Stored records:
========

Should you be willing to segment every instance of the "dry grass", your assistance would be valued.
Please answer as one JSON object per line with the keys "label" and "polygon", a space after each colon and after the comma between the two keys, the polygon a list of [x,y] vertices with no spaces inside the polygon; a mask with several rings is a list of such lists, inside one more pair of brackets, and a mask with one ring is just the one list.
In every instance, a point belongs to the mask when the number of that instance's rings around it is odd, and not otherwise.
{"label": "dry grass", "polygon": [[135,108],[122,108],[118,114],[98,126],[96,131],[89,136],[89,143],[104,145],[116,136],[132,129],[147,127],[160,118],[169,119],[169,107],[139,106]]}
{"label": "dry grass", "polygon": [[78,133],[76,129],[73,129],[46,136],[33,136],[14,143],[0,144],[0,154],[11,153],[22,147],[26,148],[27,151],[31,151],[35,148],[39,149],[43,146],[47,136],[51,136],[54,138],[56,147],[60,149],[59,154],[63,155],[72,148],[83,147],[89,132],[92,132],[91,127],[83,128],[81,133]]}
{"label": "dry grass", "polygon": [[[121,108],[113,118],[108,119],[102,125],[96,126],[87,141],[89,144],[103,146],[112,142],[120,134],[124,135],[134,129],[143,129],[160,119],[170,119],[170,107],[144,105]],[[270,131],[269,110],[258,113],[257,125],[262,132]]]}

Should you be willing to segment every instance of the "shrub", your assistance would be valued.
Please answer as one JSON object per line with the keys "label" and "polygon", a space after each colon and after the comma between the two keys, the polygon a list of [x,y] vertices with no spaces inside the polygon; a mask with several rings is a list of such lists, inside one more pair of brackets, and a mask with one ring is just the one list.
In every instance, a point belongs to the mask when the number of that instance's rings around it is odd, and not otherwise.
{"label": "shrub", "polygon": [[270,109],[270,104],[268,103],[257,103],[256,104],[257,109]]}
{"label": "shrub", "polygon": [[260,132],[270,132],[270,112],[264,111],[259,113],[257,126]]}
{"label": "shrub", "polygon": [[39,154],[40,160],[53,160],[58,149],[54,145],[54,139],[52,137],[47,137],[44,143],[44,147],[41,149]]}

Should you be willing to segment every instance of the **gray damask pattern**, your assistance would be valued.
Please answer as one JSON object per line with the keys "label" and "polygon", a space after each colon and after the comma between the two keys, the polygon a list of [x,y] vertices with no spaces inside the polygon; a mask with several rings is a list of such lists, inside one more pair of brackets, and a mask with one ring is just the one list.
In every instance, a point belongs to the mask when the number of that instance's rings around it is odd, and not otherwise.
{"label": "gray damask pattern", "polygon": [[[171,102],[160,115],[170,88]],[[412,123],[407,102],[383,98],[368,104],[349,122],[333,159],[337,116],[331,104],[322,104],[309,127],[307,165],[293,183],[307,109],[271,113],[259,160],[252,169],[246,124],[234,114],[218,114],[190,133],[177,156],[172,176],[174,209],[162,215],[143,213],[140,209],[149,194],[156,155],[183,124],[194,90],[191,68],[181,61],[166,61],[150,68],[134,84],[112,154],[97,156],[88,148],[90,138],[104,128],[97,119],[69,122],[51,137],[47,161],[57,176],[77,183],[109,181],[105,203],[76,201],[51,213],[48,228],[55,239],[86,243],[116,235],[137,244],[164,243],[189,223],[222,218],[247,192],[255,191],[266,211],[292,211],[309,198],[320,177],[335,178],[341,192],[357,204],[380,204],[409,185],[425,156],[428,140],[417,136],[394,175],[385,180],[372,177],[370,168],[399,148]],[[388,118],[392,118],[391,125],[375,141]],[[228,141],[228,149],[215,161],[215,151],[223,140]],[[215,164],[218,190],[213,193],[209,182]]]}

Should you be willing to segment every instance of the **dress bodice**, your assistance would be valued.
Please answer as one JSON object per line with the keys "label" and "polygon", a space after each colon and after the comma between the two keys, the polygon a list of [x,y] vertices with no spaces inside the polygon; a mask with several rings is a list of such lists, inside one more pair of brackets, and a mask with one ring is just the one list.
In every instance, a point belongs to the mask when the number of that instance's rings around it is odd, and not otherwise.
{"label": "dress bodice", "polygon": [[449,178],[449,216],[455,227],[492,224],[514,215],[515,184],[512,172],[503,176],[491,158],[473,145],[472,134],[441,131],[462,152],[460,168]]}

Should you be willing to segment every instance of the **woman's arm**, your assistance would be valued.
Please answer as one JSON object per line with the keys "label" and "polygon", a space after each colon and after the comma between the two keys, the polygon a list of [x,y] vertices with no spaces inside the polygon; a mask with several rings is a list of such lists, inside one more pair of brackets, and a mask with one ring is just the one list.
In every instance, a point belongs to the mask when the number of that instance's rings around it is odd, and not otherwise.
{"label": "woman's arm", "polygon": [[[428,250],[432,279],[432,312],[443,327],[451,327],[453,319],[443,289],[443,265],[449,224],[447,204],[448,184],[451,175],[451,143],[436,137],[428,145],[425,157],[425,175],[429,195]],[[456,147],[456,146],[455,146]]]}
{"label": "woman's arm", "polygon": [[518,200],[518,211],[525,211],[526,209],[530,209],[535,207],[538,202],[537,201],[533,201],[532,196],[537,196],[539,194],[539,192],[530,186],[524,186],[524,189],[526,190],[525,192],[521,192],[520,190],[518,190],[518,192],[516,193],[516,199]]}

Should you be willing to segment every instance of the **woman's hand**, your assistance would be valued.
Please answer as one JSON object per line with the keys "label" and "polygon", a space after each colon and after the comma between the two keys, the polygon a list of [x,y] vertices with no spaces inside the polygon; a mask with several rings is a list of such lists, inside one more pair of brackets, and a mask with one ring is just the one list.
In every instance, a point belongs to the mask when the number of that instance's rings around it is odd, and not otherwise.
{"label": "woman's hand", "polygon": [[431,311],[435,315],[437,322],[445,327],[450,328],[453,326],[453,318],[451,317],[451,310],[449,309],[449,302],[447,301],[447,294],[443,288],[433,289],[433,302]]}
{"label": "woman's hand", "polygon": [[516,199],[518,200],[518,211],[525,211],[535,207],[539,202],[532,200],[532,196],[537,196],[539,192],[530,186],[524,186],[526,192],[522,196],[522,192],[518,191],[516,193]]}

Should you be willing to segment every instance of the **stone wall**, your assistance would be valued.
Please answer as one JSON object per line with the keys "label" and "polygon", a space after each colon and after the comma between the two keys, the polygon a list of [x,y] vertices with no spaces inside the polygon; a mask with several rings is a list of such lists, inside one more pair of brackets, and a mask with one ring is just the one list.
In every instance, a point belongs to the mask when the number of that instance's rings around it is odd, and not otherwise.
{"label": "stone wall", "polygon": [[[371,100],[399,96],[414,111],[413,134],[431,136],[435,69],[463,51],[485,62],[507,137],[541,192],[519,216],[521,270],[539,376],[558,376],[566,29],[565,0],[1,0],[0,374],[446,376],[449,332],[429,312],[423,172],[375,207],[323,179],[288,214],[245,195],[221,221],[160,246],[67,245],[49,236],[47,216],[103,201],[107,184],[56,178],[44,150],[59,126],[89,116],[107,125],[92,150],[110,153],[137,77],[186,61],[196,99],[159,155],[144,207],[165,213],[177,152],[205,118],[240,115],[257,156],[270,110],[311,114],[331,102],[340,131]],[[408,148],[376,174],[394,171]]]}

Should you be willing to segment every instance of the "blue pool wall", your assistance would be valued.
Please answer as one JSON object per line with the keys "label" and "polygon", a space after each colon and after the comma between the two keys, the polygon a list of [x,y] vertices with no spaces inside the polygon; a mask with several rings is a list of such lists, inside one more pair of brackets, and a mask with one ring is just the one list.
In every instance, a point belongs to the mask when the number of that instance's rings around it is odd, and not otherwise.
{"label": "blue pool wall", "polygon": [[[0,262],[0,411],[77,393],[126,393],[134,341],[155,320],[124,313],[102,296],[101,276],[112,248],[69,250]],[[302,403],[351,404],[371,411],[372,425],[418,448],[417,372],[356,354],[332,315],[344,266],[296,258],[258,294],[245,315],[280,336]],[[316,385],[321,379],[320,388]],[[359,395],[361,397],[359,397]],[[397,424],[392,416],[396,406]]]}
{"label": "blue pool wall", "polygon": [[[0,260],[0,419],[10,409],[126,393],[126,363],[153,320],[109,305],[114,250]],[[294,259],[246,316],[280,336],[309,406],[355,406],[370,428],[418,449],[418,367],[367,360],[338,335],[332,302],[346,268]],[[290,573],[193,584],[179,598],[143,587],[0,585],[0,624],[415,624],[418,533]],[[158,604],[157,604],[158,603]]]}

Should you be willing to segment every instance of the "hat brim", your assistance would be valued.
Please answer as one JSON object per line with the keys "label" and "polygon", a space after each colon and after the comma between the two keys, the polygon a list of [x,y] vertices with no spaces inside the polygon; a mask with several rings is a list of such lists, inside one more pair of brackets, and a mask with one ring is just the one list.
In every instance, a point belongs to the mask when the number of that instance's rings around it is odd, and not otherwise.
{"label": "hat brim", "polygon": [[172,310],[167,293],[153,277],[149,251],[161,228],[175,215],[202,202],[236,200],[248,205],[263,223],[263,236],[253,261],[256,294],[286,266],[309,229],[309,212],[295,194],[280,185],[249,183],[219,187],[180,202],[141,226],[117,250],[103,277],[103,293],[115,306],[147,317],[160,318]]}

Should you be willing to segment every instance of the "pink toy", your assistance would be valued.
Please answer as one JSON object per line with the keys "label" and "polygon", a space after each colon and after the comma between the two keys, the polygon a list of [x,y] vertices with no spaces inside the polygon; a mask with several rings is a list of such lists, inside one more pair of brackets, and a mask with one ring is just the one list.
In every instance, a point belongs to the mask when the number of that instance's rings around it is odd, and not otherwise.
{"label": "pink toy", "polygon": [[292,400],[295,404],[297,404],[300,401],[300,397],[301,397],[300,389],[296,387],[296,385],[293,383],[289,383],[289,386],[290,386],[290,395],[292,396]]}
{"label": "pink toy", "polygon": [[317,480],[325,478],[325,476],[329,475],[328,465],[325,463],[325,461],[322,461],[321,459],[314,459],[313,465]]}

========

◆ REQUIREMENT ◆
Whenever a line above includes "your", copy it in full.

◆ RESPONSE AREA ◆
Should you be willing to segment every instance of the "dry grass", your assistance would be valued.
Should you be willing to segment every instance of the "shrub", your assistance would be valued.
Should you be willing to segment every instance of the **gray damask pattern**, your assistance would be valued.
Should you be willing to segment every instance of the **dress bodice**, your assistance would be valued.
Should you be willing to segment every instance of the **woman's arm**, your assistance would be valued.
Should you be willing to segment every instance of the **woman's hand**, your assistance would be valued.
Should you be willing to segment every instance of the **stone wall**, your assistance would be valued.
Should you be willing to segment every instance of the "blue pool wall", your assistance would be valued.
Should you be willing to segment every instance of the "hat brim", your assistance would be valued.
Should you be willing to segment every instance of the "pink toy", your assistance would be valued.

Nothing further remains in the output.